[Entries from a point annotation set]
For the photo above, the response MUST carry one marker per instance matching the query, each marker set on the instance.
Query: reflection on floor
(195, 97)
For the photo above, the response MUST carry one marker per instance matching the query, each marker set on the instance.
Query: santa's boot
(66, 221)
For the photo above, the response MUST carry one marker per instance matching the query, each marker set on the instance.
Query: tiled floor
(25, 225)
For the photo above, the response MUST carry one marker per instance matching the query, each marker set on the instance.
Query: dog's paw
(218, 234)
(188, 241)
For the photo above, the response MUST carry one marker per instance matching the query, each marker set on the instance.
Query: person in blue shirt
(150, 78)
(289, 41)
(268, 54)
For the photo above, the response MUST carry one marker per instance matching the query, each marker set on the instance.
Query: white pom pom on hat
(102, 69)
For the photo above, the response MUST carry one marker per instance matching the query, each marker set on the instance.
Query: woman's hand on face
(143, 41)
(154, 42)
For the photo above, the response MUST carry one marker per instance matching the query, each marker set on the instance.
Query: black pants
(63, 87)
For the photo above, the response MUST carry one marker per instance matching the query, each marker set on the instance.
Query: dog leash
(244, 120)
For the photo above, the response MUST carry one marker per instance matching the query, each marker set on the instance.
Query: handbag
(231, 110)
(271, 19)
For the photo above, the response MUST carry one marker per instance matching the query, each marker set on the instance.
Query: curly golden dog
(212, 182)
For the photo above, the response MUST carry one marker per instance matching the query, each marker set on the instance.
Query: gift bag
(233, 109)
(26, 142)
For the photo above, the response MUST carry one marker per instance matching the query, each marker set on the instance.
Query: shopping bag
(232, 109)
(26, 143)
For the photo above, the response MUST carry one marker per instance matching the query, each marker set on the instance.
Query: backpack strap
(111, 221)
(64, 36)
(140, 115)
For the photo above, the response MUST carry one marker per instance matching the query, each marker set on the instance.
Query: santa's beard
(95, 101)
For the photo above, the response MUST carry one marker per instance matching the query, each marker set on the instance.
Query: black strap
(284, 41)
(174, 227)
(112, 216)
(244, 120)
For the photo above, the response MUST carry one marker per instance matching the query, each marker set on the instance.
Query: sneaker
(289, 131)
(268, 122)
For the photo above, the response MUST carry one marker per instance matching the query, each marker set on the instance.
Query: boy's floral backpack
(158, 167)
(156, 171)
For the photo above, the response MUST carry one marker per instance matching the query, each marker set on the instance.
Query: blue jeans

Exercise details: Please repeat the material above, word for word and in full.

Result:
For the photo above, the response MUST carry one marker per instance matching the query, each marker set on the instance.
Query: reflection on floor
(195, 97)
For the photo above, the response MUST carry one marker per instance matching the query, each marker set on the instance.
Query: santa's boot
(66, 221)
For the photo above, the response MUST carry one marker per instance matching the query, each marker set on the instance.
Query: tiled floor
(25, 225)
For the photo above, the response MUST carry one marker per instance matching the query, each marker set on the instance.
Query: dog's paw
(218, 234)
(188, 241)
For the photo above, the response MUST carry one marker per instance matching the query, each marker set on the instance.
Query: person in blue shirt
(150, 78)
(289, 41)
(268, 54)
For the photo above, the response MUST carry one marker per instance matching the query, each marker set on the instance.
Query: white pom pom on hat
(102, 69)
For the photo above, the response MUST carry one marker per instance matching the query, each marker set on the instance.
Query: woman's hand on face
(143, 41)
(154, 42)
For the photo above, the response MUST carry one marker per instance matching the query, each marker set on the instance.
Query: black pants
(63, 87)
For the photo above, the response MUST carry one marker per instance matching the query, each marker set on the instance.
Query: dog leash
(244, 120)
For the photo above, the response MUST carry one marker per instance matching the query, each marker set on the instance.
Query: handbag
(231, 110)
(271, 19)
For the photo above, the response MUST carry one marker per instance matching the query, each marker set on the instance.
Query: curly golden dog
(212, 182)
For the photo above, the response MUST carry one marker per instance matching the query, each marker set on the instance.
Query: gift bag
(233, 109)
(26, 142)
For the photo above, the response MUST carry one marker per instance matching the query, each marker set on the instance.
Query: shopping bag
(232, 109)
(26, 143)
For the photo above, the response MUST carry one marker per instance matching the query, each marker set on the instance.
Query: backpack strap
(111, 221)
(64, 36)
(140, 115)
For the photo above, the response MUST carry one marker per instance matching the query, each marker set on the instance.
Query: santa's beard
(95, 101)
For the photo above, the response MUST carry one marker per instance matching the query, each marker set on the instance.
Query: black strap
(284, 41)
(174, 227)
(112, 216)
(244, 120)
For the photo above, the response MUST carry one marker per instance matching the query, each marker set on the instance.
Query: sneaker
(289, 131)
(268, 122)
For the photo above, the response MUST carry one marker per instance matching the query, each marker set on the instance.
Query: boy's floral backpack
(158, 167)
(156, 171)
For the photo above, the response MUST carry one marker per instance matching the query, each marker set on the instance.
Query: blue jeans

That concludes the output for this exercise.